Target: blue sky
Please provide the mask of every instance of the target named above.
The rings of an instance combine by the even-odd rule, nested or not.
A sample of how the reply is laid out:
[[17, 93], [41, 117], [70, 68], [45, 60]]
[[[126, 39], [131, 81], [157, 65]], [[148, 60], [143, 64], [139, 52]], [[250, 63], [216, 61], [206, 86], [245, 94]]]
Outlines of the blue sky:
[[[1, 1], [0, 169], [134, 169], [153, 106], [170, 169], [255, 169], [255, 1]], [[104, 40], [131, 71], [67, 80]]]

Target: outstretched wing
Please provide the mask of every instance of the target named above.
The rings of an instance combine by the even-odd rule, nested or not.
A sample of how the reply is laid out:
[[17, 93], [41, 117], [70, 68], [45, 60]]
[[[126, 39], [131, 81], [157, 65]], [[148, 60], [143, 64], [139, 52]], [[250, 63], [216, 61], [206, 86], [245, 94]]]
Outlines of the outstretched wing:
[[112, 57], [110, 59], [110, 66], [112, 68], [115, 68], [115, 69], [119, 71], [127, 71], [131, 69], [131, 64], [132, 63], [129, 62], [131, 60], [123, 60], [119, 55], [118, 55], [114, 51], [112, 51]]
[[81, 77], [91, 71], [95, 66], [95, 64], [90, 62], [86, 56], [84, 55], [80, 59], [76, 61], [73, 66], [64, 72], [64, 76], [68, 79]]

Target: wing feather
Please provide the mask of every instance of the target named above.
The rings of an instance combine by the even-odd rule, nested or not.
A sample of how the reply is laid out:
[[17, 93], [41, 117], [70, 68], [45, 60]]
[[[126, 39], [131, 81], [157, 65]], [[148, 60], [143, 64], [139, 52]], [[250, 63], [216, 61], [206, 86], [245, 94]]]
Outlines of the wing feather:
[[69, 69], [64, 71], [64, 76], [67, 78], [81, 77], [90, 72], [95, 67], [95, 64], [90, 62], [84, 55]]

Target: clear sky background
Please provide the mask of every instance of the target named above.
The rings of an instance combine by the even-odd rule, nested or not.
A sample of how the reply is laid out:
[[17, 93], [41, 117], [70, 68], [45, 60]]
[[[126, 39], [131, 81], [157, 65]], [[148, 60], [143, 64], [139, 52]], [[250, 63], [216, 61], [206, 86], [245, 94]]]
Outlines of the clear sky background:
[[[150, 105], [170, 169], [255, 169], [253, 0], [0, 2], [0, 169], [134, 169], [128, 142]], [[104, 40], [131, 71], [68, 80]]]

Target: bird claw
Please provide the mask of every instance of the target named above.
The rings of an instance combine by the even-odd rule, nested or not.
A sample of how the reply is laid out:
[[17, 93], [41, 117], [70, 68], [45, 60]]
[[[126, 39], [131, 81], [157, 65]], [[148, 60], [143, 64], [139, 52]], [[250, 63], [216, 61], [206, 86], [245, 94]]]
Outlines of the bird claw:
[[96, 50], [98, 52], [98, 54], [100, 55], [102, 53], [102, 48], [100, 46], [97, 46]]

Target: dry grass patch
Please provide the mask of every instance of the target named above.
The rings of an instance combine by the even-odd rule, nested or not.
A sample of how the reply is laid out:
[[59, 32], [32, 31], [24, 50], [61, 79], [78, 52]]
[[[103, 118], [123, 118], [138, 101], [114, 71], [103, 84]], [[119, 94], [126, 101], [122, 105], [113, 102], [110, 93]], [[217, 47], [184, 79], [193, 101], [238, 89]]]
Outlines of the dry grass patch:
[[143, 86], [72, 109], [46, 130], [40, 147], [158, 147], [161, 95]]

----------

**Direction**
Copy everything from the start of the records down to the line containing "71], [67, 80]]]", with "open sky" substituted for "blue sky" and nothing else changed.

**Expected answer**
Target: open sky
Please provide the mask of every instance of the target named above.
The rings of an instance combine by the even-odd rule, nested or not.
A sample of how the reply is laid out:
[[17, 93], [41, 117], [70, 68], [45, 60]]
[[[126, 39], [131, 81], [157, 65]], [[148, 60], [143, 64], [139, 52]], [[250, 63], [216, 61], [206, 86], [245, 94]]]
Outlines of the open sky:
[[[1, 1], [0, 169], [134, 169], [153, 106], [170, 169], [255, 169], [255, 1]], [[104, 40], [131, 71], [67, 80]]]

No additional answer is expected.